Copy out, exactly and with nothing else, the stretch of lines that starts at the line containing "Study the picture above. For each instance of the sunlit" and finishes at the end of the data.

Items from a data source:

* * *

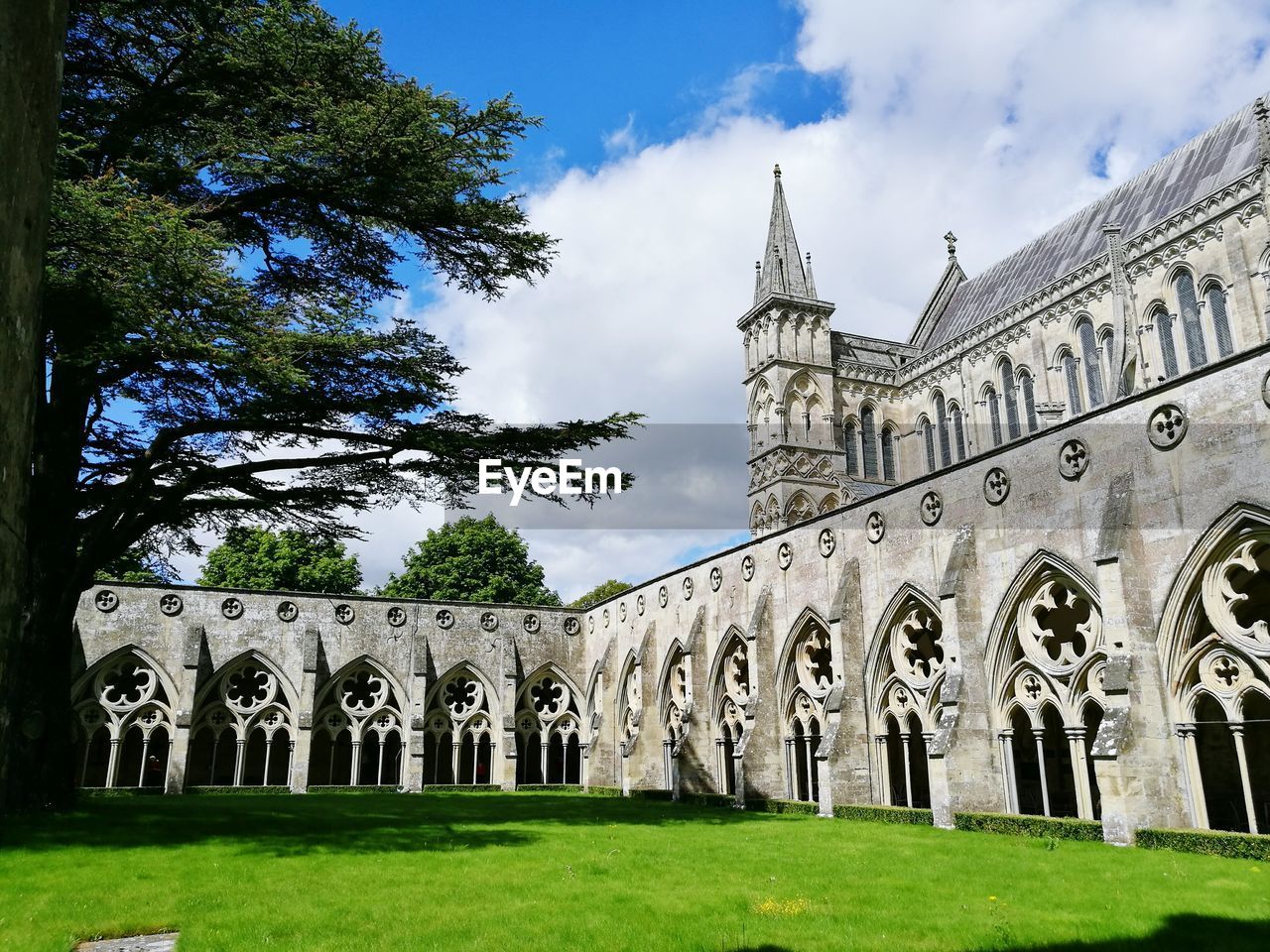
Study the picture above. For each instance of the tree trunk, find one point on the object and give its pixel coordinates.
(31, 44)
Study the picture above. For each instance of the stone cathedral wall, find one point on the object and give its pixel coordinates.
(1111, 502)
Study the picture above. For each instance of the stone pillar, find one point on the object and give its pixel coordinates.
(305, 715)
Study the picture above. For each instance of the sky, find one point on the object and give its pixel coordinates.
(892, 122)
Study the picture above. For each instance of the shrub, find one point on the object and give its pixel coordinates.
(783, 806)
(1236, 846)
(884, 814)
(1052, 826)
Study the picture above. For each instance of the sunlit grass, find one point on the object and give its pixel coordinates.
(541, 871)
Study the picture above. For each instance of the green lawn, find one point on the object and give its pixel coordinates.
(547, 871)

* * *

**Result of this exercise**
Study the picture above. For each instance of the sunlit grass, find one point on the object and give its pixel coordinates.
(541, 871)
Study the picture above. For each instance of the green lawn, find one point on the object and give its pixel coordinates.
(547, 871)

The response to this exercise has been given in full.